* DIRECTIVES
1. Reproduce, word for word, the part of the Russia passage below that opens with the words containing "The Russia-is-lost Cassandras" and closes with "the first place.".
2. In the Russia passage below, what do opinion polls show that most Russians still want to do with their new political and economic systems?

* SELECTED EXTRACT
>> BEGIN

Is Russia lost? To read the barrage of op-ed articles, congressional testimony, and
political position papers that have flowed from both the left and the right since last
summer, one might have concluded that Russia is dead and gone - and the Clinton
Administration is to blame. It is true that eight years after the fall of communism,
Russia is riddled with corruption, its politics are unstable, and the structures of
democracy and free markets have yet to strike deep roots. There is also a resurgent
anti-Western element in Russian politics. But Russia is not lost.
On the contrary, despite real setbacks regarding reform and integration into the
Western system, Russia still aspires to build a democratic polity, consolidate a market
economy, and join the Western community of states. Although opinion polls demonstrate that
Russians are disappointed with the performance of Russian capitalism and Russian
democracy, most people still want to improve these new political and economic systems
rather than go back to communism. No serious political leader or party, not even the
Communist Party, advocates returning to the command economy or resurrecting dictatorship.
The Russia-is-lost Cassandras argue that Russia's current parlous state can be blamed
on U.S. policy over the past decade, primarily our support of profligate International
Monetary Fund (IMF) loans. A second group of finger-waggers argues that the United States
was wrong to try to engineer domestic change within Russia in the first place.

>> END

* SOURCE MATERIAL
>> BEGIN

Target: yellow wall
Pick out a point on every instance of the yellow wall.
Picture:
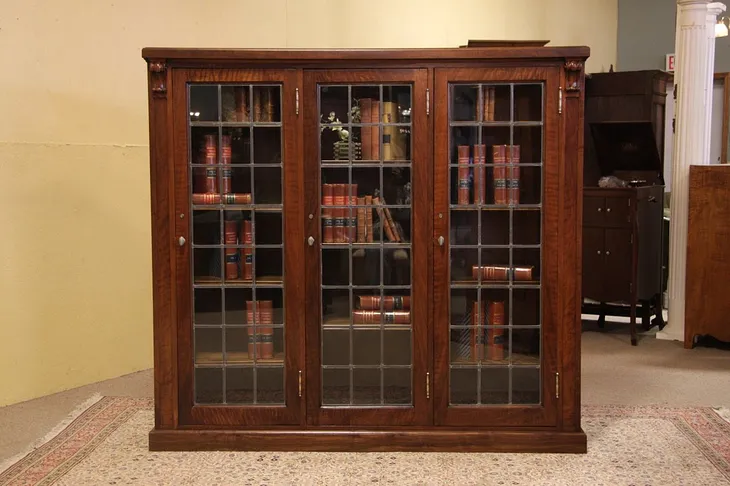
(75, 283)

>> END

* ANSWERS FOR THIS EXERCISE
1.
The Russia-is-lost Cassandras argue that Russia's current parlous state can be blamed
on U.S. policy over the past decade, primarily our support of profligate International
Monetary Fund (IMF) loans. A second group of finger-waggers argues that the United States
was wrong to try to engineer domestic change within Russia in the first place.

2. Most Russians still want to improve these new systems rather than go back to communism.